◆ **GIVEN PASSAGE**:
## BEGIN
= Rescue coordination centre =

Facility for coordinating search and rescue operations

A rescue co-ordination centre (RCC) is a primary search and rescue (SAR) facility in a country that is staffed by supervisory personnel and equipped for co-ordinating and controlling search and rescue operations.

RCCs are responsible for a geographic area, known as a "search and rescue region of responsibility" (SRR). SRRs are designated by the International Maritime Organization (IMO) and the International Civil Aviation Organization (ICAO). RCCs are operated unilaterally by personnel of a single military service (e.g. an air force, or a navy) or a single civilian service (e.g. a national police force, or a coast guard).

==Genres==
A Joint Rescue Co-ordination Centre (JRCC) is a special type of RCC that is often operated by personnel from multiple military services, civilian services, or a combination of military and/or civilian services. A JRCC will oversee SAR operations for a variety of environments, both on land and at sea.

A Maritime Rescue Coordination Centre (MRCC) is a type of RCC dedicated exclusively to organising search and rescue in a maritime environment.

A Maritime Rescue Sub-Centre (MRSC) is a special type of RCC which operates almost identically to an MRCC but on a smaller scale, usually dictated by a specific environment within which it operates. An MRSC acts as a satellite center to an MRCC or JRCC and is operated to handle the workload for a particular geographic area within the SRR.

==Applications==
- United States - United States Coast Guard and United States Air Force are partners in Joint Rescue Co-ordination Centres under the National Search and Rescue Plan.
## END
◆ **DATASET ROWS**:
## BEGIN
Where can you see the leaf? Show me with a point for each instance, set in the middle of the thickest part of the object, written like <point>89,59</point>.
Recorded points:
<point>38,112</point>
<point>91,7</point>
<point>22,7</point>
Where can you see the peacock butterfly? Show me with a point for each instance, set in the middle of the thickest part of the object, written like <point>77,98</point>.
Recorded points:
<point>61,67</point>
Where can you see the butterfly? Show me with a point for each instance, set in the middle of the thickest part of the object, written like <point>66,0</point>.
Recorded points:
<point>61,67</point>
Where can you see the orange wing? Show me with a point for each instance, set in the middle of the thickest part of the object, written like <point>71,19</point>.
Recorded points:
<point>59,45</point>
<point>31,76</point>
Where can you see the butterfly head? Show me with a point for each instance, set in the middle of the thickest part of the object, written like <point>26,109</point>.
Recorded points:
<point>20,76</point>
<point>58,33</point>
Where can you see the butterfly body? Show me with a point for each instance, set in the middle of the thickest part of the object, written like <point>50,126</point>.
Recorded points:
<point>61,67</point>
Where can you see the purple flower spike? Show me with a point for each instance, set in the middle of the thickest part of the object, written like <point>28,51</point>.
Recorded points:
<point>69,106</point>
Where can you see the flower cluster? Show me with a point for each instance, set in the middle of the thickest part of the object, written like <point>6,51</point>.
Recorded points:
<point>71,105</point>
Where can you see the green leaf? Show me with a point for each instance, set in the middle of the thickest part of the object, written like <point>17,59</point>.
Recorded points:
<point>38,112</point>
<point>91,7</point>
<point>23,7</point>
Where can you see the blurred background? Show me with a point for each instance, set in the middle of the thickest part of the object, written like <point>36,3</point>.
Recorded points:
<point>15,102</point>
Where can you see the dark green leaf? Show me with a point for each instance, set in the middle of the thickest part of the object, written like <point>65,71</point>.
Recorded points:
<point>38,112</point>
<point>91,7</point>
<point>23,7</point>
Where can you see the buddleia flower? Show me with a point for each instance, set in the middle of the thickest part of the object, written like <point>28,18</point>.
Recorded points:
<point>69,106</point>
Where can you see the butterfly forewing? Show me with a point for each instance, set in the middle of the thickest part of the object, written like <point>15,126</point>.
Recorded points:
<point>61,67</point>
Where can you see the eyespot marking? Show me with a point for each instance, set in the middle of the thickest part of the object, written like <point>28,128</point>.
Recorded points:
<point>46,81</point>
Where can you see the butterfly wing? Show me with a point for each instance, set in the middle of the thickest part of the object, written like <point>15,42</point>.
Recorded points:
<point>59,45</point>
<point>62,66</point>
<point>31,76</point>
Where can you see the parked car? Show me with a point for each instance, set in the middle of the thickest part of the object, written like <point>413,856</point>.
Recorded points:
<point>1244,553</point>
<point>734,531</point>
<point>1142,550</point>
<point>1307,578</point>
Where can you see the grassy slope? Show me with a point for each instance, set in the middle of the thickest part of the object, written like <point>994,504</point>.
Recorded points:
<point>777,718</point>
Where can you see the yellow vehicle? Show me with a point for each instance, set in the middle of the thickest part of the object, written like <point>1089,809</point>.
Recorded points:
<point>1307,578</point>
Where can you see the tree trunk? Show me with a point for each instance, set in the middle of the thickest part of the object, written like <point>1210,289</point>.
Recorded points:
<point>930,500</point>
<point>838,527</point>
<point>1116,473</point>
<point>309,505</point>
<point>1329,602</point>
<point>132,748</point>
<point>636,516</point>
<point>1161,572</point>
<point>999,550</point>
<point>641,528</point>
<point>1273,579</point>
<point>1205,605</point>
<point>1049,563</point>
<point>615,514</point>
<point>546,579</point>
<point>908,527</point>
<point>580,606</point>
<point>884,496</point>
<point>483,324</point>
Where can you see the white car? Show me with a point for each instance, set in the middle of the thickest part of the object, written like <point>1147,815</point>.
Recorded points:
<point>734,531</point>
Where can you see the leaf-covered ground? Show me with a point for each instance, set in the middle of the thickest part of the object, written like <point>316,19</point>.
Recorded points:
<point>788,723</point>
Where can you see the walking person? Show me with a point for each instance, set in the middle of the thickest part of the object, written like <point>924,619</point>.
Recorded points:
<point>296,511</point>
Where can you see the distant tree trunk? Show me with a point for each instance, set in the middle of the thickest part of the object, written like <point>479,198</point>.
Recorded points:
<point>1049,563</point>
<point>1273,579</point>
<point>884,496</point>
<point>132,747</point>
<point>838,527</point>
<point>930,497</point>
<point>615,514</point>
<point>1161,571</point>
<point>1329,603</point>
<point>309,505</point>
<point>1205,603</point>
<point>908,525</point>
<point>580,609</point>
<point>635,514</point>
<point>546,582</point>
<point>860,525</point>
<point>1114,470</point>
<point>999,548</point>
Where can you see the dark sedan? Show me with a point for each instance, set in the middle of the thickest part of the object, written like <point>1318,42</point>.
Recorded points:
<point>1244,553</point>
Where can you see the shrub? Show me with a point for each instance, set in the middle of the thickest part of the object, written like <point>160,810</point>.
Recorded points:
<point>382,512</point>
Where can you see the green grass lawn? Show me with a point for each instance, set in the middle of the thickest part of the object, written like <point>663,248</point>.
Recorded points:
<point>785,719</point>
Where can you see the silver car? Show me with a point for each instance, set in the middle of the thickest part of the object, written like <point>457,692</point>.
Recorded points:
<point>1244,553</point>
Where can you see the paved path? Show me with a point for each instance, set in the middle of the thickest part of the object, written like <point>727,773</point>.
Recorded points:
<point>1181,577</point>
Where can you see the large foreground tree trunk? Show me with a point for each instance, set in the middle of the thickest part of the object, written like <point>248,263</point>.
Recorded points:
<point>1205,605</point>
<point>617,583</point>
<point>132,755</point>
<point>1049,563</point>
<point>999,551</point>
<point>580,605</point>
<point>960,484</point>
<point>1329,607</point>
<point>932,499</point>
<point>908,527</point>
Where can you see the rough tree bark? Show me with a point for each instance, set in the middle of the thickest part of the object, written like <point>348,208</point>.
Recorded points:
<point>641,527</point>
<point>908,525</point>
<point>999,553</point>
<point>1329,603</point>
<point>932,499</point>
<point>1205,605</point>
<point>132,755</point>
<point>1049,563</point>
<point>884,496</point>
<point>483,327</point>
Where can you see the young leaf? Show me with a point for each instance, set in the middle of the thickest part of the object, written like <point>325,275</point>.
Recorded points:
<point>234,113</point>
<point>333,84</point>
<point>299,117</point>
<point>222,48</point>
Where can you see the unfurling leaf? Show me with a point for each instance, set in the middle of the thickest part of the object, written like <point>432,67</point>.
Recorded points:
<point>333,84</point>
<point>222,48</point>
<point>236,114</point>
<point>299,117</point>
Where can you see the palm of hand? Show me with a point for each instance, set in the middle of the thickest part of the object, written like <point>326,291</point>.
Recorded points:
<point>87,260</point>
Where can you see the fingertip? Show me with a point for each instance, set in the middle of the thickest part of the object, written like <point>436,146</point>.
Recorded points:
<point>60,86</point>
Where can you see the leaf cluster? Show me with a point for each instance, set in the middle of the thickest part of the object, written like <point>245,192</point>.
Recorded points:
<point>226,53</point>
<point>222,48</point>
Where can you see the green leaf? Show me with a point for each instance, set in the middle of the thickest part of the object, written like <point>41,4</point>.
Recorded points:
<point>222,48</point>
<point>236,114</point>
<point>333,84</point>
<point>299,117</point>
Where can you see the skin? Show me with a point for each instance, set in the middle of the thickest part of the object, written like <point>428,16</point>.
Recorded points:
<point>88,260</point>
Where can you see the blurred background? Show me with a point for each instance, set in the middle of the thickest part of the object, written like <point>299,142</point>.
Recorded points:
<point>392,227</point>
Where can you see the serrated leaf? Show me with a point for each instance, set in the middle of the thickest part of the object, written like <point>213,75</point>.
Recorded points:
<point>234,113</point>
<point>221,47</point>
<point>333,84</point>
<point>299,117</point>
## END
◆ **WHAT IS ASKED**: Extract the part of the rescue coordination centre text between "A rescue co-ordination" and "a coast guard).", inclusive.

◆ **RESULT OF THE EXERCISE**:
A rescue co-ordination centre (RCC) is a primary search and rescue (SAR) facility in a country that is staffed by supervisory personnel and equipped for co-ordinating and controlling search and rescue operations.

RCCs are responsible for a geographic area, known as a "search and rescue region of responsibility" (SRR). SRRs are designated by the International Maritime Organization (IMO) and the International Civil Aviation Organization (ICAO). RCCs are operated unilaterally by personnel of a single military service (e.g. an air force, or a navy) or a single civilian service (e.g. a national police force, or a coast guard).